◆ **Supplied text**:
// Insight

Granular metric extraction from filings: traceability and verification beyond summarization

March 9, 202510 min read

extractionfinancial-documentsverificationmodel-risk

The request is always the same. Read the 10-K and give me the number. It sounds simple. It is the hard problem in financial AI. Extraction, not summarization, is where models fail. The benchmarks say they fail it more than half the time. A model that writes a fluent summary of a filing can still pull the wrong revenue figure. A wrong number in a memo is worse than no number at all. This is the build guide for extraction you can defend: a source attached to every figure, with a verification gate that catches the bad ones before they reach a decision.

Why is extraction harder than summarization?

Because the two tasks forgive different things. A summary has many acceptable forms. If the model emphasizes the right themes and reads sensibly, a little looseness in the wording costs nothing, and fluency papers over small gaps. Extraction has exactly one correct answer. Revenue for the cloud segment in fiscal 2023 is a single value, with a specific entity, period, and line item attached, and close is simply wrong. There is no partial credit for a number.

Why extraction is the hard half

Summarization tolerates approximation; extraction does not. Revenue for the cloud segment in fiscal 2023 is one value, and close is wrong. That is why a model that summarizes well can still fail extraction.

The numbers behind this are sobering. FinanceQA, a benchmark built to mirror real on-the-job analysis at hedge funds and investment banks, found that current models fail roughly 60% of its realistic tasks. The failures cluster in exactly the work that matters: spreading metrics by hand, applying accounting and valuation conventions, and reasoning under incomplete information where the analyst has to generate an assumption. These are not lookup questions. They are the multi-step, judgment-laden tasks that make up most of the job. That is where the model folds.

It is worth being specific about what those tasks look like, because the difficulty is concrete. Spreading a metric means pulling the right line items from the statements and combining them correctly, the kind of work where one misread cell or one wrong sign quietly corrupts the result. Applying a convention means knowing which definition of operating income the question intends, or how a lease should be treated, judgments a junior analyst learns and a model often guesses. Working under incomplete information means generating a reasonable assumption when the filing does not state a figure, and being explicit that you did. None of these is retrieval. All of them are where the 60% failures live, invisible in a fluent answer that happens to be wrong.

What do the benchmarks actually say?

Two findings frame the problem. The first is that even finding the number is hard. FinanceBench showed that GPT-4-Turbo, left to retrieve from a filing on its own, answered 19% of questions correctly, against 85% when handed the right page.

FinanceBench: GPT-4-Turbo, finding vs reading the number (%)

The model can read a number off the right page. It struggles to locate that page in the first place. That is the retrieval half of the problem, covered in the field guide to RAG on filings. Extraction sits on top of retrieval: even with the right page in hand, the model has to identify the correct line item, read the value without transposing a digit, attach the right period, and, for anything derived, do the arithmetic correctly. FinanceQA’s 60% failure rate is what happens when all of those have to go right at once.

The second finding is that the failures are not where you would hope. As the work on LLMs as analysts showed, a model’s numerical reasoning is uneven and its confident narrative is no guarantee the number underneath is sound. The output that reads most authoritative is not the one most likely to be right, which is the precise trap an extraction pipeline has to defend against.

◆ **Task requirements**:
1. Answer these questions from the article on metric extraction from filings.
(a) Roughly what share of its realistic tasks did FinanceQA find current models fail?
(b) In FinanceBench, what percentage of questions did GPT-4-Turbo answer correctly when retrieving from a filing on its own, and what percentage when handed the right page?
(c) How many correct answers does the article say extraction has?
2. Continue the article on metric extraction from filings, starting after its final paragraph.

◆ **Information shown**:

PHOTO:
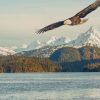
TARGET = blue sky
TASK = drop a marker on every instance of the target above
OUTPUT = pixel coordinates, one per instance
(19, 19)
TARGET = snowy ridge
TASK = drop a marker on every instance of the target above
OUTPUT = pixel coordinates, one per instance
(90, 38)
(6, 51)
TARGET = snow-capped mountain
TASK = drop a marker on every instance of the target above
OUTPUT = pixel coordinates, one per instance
(90, 38)
(6, 51)
(58, 41)
(53, 41)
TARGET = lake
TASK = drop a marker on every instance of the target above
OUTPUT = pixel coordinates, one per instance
(50, 86)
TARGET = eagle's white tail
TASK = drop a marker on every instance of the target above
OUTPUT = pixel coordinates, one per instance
(98, 2)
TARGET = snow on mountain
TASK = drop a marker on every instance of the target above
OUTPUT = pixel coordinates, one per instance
(53, 41)
(6, 51)
(58, 41)
(90, 38)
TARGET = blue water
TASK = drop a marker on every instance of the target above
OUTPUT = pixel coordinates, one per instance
(50, 86)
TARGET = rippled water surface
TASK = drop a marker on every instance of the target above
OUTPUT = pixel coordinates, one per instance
(50, 86)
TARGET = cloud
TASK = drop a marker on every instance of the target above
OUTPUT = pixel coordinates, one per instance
(24, 46)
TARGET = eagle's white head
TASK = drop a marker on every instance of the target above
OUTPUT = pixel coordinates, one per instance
(67, 22)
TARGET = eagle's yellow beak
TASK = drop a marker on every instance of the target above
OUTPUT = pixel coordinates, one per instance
(83, 21)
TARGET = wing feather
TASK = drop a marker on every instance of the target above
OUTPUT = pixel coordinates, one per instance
(87, 10)
(51, 27)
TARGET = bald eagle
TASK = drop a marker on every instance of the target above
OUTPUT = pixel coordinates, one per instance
(75, 20)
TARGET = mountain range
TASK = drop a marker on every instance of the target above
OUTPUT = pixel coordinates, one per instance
(57, 55)
(89, 38)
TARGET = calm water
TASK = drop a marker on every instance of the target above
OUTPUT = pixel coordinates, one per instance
(50, 86)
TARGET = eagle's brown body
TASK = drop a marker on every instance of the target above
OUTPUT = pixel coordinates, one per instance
(75, 20)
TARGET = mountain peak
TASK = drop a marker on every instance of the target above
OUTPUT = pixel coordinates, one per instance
(90, 38)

◆ **Numbered answers**:
1.
(a) Roughly 60%.
(b) 19% on its own, and 85% when handed the right page.
(c) Exactly one.

2.
The build guide: extraction you can defend

The architecture that survives a model-risk review has three properties the naive version lacks: locating with a citation, verifying the arithmetic outside the model, and gating what it cannot stand behind.

Extraction you can defend: locate, extract, verify, gate

Every number carries its source and a verification result. Arithmetic is done in code, not by the model. A figure that fails a check is held back before it reaches a memo.

Walk the stages. Locating with a citation means the system returns the number together with the page and table it came from, which a human can confirm in seconds. Extracting means reading the specific value, with the entity and period bound to it, the context that contextual chunking exists to preserve. Verifying means checking the number before trusting it. Gating means the system is allowed to say it is unsure and route the case to a person, rather than emitting a confident guess.

What a defensible extraction returns

The shape of the output is part of the design rather than an afterthought. A bare number is not enough. Each extracted figure should arrive as a small record: the value, the source it came from (document, page, table), the method (read directly, or derived, with the calculation if derived), a verification result, a confidence. That record is what makes the rest of the system work. Traceability is the source field. Verification is the checks field. Gating reads the confidence and the checks and decides whether the figure passes or goes to a human. A pipeline that returns numbers without this scaffolding cannot be audited, cannot be gated, and cannot be trusted with anything that matters. The discipline is to treat every figure as a claim with its evidence attached, never as a bare value floating in a memo.

Why traceability is non-negotiable

A number without a source is unusable in a regulated setting, however right it happens to be. The reason is not pedantry. It is that nobody can act on a figure they cannot check, and on a desk that has to defend its work, an unverifiable number is a liability whether or not it is correct. Traceability turns the system from an oracle into an assistant. The model proposes a number and points to where it found it. A human confirms the ones that matter in seconds rather than re-deriving them from scratch.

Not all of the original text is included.